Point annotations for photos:
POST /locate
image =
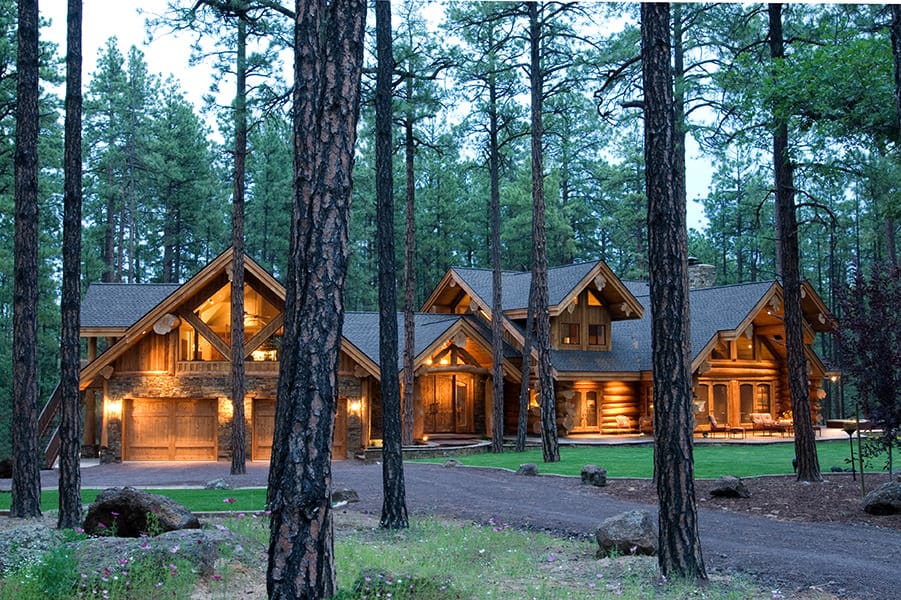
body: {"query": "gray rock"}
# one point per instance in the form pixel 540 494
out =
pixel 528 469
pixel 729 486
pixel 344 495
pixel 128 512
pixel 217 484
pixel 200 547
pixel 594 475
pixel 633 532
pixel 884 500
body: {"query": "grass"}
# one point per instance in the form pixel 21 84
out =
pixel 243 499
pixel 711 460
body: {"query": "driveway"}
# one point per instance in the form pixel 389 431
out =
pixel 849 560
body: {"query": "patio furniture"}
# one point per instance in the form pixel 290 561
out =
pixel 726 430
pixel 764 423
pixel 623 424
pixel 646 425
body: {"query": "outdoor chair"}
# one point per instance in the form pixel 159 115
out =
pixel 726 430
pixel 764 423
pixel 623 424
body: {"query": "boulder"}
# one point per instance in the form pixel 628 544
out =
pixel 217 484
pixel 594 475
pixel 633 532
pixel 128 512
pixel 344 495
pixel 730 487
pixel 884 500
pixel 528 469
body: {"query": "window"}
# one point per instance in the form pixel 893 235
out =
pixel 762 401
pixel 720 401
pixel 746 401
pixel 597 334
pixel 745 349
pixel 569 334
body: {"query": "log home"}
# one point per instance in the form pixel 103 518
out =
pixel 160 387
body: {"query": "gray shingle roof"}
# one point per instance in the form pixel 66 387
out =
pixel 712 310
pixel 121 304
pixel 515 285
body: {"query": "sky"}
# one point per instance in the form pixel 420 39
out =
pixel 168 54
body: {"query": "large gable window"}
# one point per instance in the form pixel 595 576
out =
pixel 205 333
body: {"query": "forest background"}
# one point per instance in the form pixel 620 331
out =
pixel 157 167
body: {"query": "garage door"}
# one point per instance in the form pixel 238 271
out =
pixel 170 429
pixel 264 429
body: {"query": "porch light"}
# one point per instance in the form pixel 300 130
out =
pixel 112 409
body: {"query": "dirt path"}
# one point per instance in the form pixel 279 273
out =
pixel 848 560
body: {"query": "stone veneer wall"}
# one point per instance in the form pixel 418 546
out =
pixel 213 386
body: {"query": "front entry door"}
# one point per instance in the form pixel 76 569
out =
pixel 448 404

--

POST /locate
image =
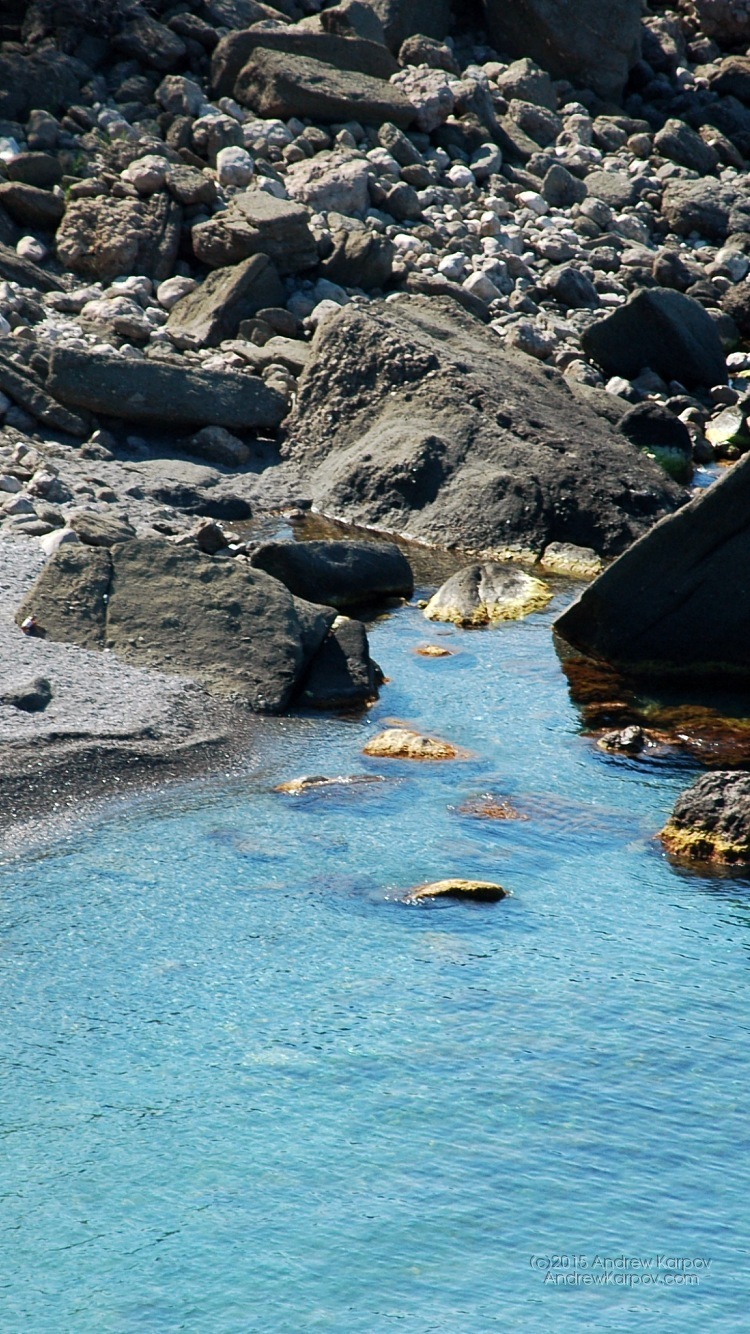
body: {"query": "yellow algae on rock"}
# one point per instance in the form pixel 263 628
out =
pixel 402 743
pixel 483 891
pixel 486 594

## [Instruction]
List every line in the rows above that contains the word "rock", and copy each of those lines in full.

## [Finished answer]
body: {"query": "gray rock"}
body: {"query": "yellow algae on rock"}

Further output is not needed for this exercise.